**TAREAS POR REALIZAR:**
a: Resume en dos oraciones el texto sobre la nostalgia de Buenos Aires.
b: Escribe la continuación del texto sobre la nostalgia de Buenos Aires a partir de su última oración.

**FRAGMENTO DEL TEXTO:**
9.8.11

Puta ciudad

Sé que en unos días voy a volver a extrañarla. Con el pasar de las semanas la falta de Buenos Aires se siente acá, como un hueco de languidez que no se llena con ningún otro alimento.   
No hablo de la que se muestra evidente a los ojos de pincel de los turistas. Ni a la de los uruguayos, que no son turistas en absoluto, pero que evitan los bordes y se obstinan en ver solo el centro. 
Ni hablo de esa otra que miran sin ver los que andan como sonámbulos en una cinta transportadora programada siempre en el mismo carrusel.
Yo extraño a la ciudad que miro con los ojos del barrio; Agronomía con mirada verde de gansos, de alfalfa y de ovejas, de moras blancas, de trencito y lechuga, de un árbol marcado con iniciales secretas.
La Buenos Aires que extraño es la de la china Lili que toma mate  lavado en vasito de loza, todo el día detrás de la caja registradora, puteando en cantonés a los repartidores de Sancor mientras se quita de la frente un jirón de pelo negro lustrado antes de sonreir y cobrar. 

Es la que queda eternizada en el instante mismo de iniciar la conversación interminable del taxista que me dijo que a Tolkien lo inventó George Lucas; la del mozo demente que entre dientes perjuró que es injusto que Borges haya muerto y entendí qué quiso decir; la del puto que me aseguró que por más que quiera esta ciudad de porquería no te va a soltar de sus garras porque de acá nadie se va nunca.

**DATOS DISPONIBLES:**
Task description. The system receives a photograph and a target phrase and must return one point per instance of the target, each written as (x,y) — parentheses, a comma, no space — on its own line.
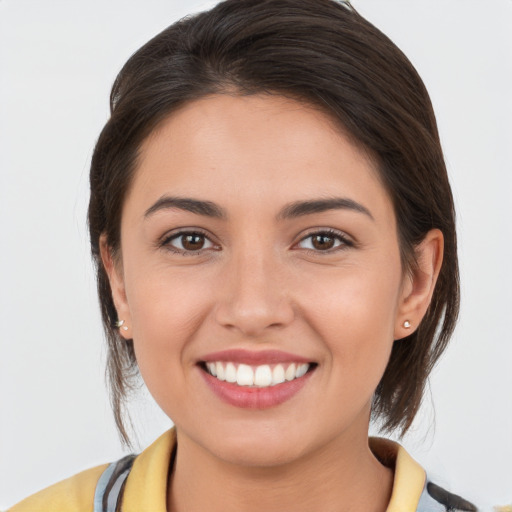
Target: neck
(343,476)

**RESPUESTAS FINALES:**
a: Quien escribe sabe que en unos días volverá a extrañar Buenos Aires, cuya falta se siente como un hueco de languidez que ningún otro alimento llena. No extraña la ciudad que ven los turistas ni la del centro que miran los uruguayos, sino la que mira con los ojos del barrio: Agronomía, la china Lili detrás de la caja registradora y las conversaciones con un taxista, un mozo y alguien que le aseguró que de esa ciudad nadie se va nunca.

b:
Es la esquina de Flora a la intemperie, caserita de cilantro y hierbabuena que segó los amores tempranos en Oruro y los volvió a sembrar en Villa Pueyrredón. Es la carnicería de Orestes, orgulloso de un bife de chorizo endemoniado y sangrante que arroja como su corazón en la balanza. Son las empanadas de carne picante cortada a cuchillo de la salteña que logran la hazaña de un minuto de silencio en la ronda de amigos y de Quilmes.
Es el acento decadente y anarquista de un gallego, la cantinela de un tano, que te explican que allá es mejor pero que no volverían ni a ganchos.  

Es poder nombrar las avenidas por sus nombres viejos y no saber que eso es un poder. Es el olor sin humo de los atardeceres de invierno. Son los colores que se usan opuestos y superpuestos como banderas del desparpajo. Es la pareja joven de coreanos con piercing que se detiene a besarse en cada umbral de Palermo. Es el ruso que toca el violín con los ojos cerrados en Corrientes y Rodriguez Peña. Es el Seddon, espejo del Bacacay. Es el mismo Bonafide, pero es otro.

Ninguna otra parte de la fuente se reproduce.